___ Dataset records

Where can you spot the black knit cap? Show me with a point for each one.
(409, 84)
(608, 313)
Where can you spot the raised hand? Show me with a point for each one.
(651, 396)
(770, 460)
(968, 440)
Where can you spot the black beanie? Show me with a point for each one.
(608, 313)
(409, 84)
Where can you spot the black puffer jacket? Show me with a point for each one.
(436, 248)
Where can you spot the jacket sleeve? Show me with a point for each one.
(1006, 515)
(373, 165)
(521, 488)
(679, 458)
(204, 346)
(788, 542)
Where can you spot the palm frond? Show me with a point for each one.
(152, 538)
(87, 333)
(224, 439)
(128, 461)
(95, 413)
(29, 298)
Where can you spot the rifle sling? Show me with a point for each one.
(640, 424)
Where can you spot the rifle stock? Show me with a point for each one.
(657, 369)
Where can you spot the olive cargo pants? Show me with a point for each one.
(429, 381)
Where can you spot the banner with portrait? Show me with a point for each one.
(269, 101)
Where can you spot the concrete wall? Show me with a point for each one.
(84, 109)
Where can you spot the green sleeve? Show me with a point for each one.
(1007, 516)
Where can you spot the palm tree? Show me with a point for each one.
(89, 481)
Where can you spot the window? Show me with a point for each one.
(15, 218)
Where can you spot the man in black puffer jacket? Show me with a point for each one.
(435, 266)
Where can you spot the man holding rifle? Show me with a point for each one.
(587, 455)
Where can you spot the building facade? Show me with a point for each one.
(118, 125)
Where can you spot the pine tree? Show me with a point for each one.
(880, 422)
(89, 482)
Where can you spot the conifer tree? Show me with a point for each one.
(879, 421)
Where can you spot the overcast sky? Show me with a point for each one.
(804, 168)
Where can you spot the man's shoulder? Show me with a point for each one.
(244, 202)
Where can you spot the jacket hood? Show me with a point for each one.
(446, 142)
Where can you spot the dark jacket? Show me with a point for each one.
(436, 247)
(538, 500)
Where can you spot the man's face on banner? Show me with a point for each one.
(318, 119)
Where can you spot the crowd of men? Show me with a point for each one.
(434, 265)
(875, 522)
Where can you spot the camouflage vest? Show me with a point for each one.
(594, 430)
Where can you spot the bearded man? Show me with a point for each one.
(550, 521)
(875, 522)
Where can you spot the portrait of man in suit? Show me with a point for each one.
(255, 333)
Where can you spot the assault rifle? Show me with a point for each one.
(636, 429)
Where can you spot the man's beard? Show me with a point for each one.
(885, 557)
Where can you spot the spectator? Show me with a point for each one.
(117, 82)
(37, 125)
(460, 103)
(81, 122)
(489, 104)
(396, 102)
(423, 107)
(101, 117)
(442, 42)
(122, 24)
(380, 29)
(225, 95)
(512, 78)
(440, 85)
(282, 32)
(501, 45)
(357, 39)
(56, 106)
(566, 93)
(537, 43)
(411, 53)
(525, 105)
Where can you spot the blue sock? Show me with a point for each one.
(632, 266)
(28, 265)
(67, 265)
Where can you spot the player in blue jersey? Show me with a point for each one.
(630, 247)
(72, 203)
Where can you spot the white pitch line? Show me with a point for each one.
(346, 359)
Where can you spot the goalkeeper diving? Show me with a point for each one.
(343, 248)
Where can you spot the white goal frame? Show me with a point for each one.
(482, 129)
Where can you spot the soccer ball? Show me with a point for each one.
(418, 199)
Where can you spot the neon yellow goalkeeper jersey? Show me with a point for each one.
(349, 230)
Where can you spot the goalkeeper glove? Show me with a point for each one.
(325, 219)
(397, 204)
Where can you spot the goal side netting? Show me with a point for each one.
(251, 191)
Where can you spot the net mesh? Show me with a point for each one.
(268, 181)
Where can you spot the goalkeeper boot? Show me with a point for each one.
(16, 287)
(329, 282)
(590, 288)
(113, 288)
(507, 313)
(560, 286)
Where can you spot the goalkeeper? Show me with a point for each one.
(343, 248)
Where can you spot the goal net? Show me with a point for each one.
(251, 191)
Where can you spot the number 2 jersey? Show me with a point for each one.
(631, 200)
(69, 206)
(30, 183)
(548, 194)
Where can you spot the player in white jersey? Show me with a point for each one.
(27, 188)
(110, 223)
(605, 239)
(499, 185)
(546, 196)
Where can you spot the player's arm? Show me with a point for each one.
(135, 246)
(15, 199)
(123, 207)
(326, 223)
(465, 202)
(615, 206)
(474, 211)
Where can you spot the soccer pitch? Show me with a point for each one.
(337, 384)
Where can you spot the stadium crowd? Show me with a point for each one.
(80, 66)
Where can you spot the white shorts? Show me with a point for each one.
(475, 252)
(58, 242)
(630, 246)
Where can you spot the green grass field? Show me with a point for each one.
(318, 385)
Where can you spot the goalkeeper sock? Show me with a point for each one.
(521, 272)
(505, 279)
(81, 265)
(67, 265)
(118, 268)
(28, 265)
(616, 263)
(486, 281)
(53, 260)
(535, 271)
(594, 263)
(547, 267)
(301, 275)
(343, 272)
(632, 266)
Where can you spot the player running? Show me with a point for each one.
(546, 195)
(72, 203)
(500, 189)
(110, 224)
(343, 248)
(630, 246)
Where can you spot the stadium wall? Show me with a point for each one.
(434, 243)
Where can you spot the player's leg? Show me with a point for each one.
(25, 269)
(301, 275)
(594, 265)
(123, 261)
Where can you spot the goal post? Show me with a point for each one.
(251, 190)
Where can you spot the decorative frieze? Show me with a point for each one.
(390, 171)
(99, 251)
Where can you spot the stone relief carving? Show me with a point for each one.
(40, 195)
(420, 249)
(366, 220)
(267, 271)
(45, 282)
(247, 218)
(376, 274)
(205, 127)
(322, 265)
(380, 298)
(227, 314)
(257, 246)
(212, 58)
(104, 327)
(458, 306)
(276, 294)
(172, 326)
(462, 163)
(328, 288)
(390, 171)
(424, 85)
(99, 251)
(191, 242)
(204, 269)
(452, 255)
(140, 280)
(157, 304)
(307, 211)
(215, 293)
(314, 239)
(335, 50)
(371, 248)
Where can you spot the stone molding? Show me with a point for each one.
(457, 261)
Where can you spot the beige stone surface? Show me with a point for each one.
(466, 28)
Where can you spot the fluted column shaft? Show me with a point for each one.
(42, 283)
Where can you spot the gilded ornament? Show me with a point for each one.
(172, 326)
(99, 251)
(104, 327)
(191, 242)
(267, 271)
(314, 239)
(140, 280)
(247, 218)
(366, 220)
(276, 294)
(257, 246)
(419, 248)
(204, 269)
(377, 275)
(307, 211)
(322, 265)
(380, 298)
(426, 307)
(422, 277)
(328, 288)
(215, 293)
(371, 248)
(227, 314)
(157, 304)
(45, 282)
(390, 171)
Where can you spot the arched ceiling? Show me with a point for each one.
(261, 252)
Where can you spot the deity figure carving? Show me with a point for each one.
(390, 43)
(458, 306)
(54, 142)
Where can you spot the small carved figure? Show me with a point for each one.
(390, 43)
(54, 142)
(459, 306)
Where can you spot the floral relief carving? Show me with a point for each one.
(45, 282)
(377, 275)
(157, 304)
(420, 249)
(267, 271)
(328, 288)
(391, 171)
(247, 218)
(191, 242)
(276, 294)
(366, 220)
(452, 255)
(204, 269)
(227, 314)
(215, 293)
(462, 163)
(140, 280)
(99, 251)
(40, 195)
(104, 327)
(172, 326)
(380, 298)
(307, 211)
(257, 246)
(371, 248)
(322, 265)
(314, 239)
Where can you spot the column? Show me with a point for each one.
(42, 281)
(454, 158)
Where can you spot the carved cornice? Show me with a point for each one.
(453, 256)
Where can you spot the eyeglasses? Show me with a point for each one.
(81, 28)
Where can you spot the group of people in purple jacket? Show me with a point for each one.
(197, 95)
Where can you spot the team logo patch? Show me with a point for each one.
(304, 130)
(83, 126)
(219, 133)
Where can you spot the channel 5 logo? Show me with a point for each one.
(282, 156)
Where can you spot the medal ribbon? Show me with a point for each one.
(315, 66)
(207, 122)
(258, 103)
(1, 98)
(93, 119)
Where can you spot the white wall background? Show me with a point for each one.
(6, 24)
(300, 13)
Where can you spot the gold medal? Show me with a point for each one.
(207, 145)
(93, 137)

______

» **Work to be completed**: Echo the lines verbatim, starting with the line containing "Where can you spot the team" and continuing through the last line of the items.

» **Response below**:
Where can you spot the team logo patch? Show me with a point for each one.
(304, 130)
(83, 126)
(219, 133)
Where can you spot the channel 5 logo? Show me with a point for each one.
(282, 156)
Where can you spot the medal ribbon? Show me with a point for each one.
(315, 66)
(207, 122)
(258, 103)
(1, 98)
(93, 119)
Where can you spot the white wall background? Show me with a point for each one.
(6, 24)
(300, 13)
Where can you spot the gold medal? Show me with a point for each one.
(207, 145)
(93, 137)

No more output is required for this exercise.